_Directions for this task:_ Which lines in the records below contain the word "distant"? Gather and copy every one of them, treating uppercase and lowercase as different.

** start Raw records **

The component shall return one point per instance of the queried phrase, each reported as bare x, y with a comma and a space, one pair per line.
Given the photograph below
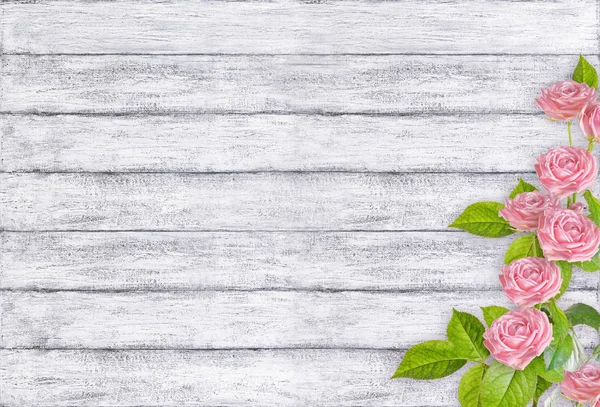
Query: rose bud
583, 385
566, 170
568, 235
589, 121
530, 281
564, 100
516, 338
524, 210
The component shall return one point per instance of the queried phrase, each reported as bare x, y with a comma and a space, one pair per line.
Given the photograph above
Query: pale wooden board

** end Raw records **
** start Raw records **

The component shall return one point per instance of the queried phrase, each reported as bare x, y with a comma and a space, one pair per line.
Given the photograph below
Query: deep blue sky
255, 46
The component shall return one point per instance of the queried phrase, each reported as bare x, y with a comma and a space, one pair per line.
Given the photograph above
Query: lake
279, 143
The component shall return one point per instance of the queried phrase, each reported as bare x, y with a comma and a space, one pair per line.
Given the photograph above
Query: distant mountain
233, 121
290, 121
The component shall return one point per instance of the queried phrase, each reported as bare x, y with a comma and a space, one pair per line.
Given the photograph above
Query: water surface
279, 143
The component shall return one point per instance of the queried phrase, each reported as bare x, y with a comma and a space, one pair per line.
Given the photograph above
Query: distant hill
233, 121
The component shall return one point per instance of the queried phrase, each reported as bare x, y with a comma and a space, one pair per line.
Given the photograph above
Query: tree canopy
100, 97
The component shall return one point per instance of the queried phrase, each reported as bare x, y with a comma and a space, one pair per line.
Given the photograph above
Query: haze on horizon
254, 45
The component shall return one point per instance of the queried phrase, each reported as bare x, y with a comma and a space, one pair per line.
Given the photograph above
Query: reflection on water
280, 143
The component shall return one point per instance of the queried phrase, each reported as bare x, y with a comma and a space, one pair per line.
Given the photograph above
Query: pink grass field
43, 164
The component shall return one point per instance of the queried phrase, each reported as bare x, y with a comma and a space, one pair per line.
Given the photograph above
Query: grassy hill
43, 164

** end Raw records **
** start Raw records **

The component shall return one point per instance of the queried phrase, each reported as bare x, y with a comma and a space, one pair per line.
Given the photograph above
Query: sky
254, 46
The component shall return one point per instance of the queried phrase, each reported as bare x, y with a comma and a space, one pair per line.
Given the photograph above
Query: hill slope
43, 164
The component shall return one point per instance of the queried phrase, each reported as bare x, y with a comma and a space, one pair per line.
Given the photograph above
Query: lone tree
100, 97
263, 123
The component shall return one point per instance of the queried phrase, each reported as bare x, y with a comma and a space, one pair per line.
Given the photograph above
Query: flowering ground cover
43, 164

** end Raw records **

_Completed exercise:_
Query: distant mountain
Query: distant hill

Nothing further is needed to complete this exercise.